What is being asked: Format the rows from the line with "Please spot the airplane" to the line with "(296, 1073)", both ends included, as a numbered list, and leave out any blank lines.

Rows:
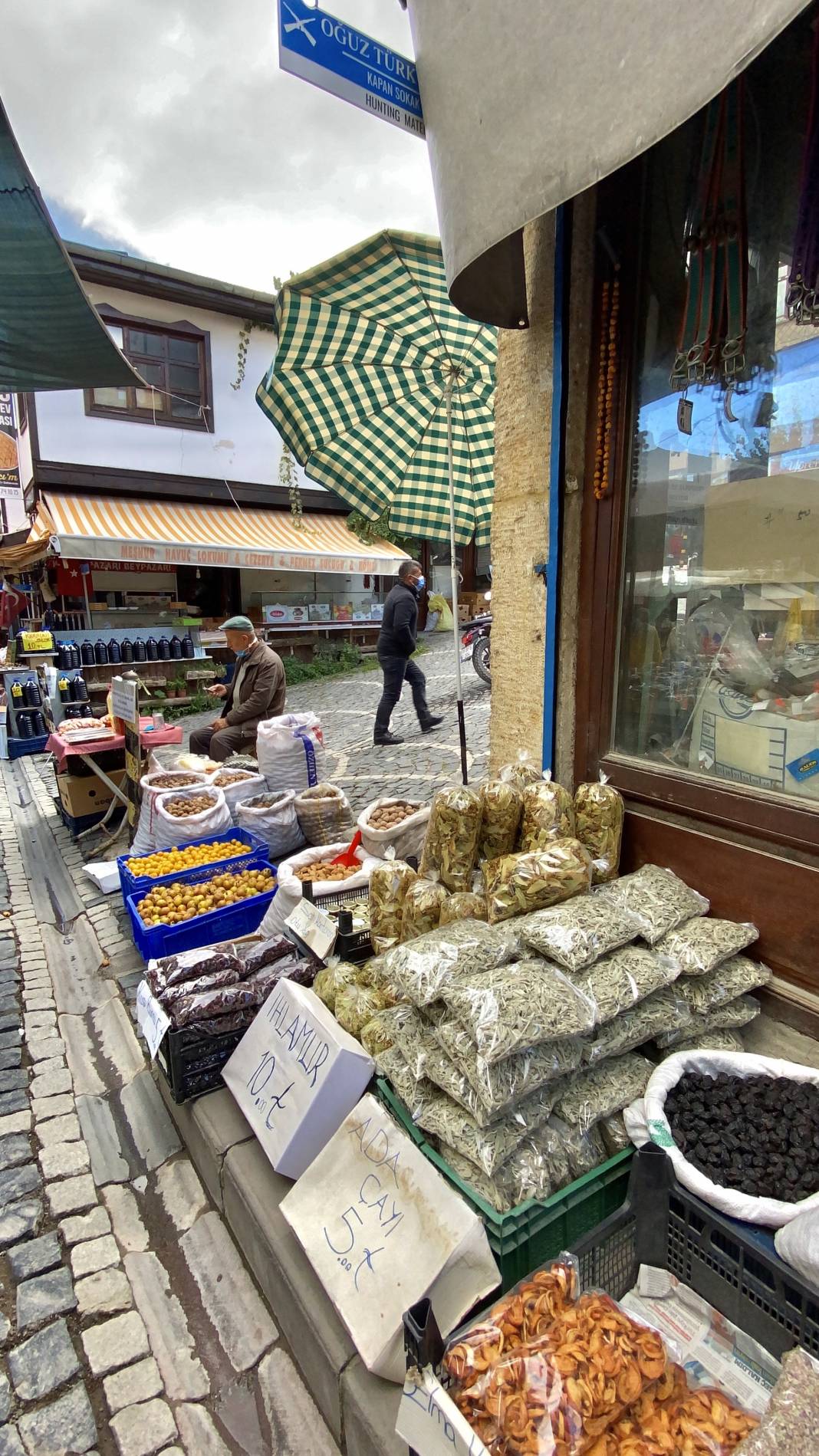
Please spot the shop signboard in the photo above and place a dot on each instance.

* * *

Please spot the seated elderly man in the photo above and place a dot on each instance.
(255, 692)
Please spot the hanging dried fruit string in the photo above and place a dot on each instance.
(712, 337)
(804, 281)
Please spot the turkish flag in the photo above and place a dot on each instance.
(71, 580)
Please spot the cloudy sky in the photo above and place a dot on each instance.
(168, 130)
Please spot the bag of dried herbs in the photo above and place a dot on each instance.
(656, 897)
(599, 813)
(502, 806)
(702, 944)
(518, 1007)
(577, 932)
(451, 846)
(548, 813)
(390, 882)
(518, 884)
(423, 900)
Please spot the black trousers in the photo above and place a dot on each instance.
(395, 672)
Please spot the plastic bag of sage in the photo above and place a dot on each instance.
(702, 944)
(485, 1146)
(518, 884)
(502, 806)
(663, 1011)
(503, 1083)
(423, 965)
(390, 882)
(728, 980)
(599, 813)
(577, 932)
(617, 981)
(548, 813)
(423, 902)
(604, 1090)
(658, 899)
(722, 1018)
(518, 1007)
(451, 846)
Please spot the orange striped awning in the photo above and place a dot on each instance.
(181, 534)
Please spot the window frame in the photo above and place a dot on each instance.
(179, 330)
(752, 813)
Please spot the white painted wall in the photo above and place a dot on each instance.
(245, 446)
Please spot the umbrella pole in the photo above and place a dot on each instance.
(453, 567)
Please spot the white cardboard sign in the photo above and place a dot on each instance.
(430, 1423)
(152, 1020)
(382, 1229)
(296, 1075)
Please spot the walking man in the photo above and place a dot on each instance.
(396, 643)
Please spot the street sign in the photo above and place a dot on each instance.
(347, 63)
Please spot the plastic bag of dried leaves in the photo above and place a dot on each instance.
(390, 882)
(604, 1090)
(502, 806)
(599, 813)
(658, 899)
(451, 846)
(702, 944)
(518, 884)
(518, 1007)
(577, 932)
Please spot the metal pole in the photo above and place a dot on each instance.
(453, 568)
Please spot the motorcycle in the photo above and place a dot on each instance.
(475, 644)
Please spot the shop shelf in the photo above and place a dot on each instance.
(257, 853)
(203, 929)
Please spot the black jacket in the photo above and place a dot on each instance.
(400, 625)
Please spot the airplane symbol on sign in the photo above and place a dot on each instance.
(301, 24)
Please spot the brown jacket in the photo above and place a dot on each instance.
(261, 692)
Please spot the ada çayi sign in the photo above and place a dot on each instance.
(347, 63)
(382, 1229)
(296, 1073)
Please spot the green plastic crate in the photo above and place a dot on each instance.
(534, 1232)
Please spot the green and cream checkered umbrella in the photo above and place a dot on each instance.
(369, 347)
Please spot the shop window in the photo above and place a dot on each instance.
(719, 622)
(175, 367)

Task output:
1. Please spot the airplane symbol on sign in the photo above and place a dot on each instance.
2. (301, 24)
3. Please spot the brown jacket in the photo above and place a dot on each instance.
4. (261, 692)
5. Please spot the ada çayi sign in the photo above and place a dot on each instance.
6. (347, 63)
7. (382, 1229)
8. (296, 1073)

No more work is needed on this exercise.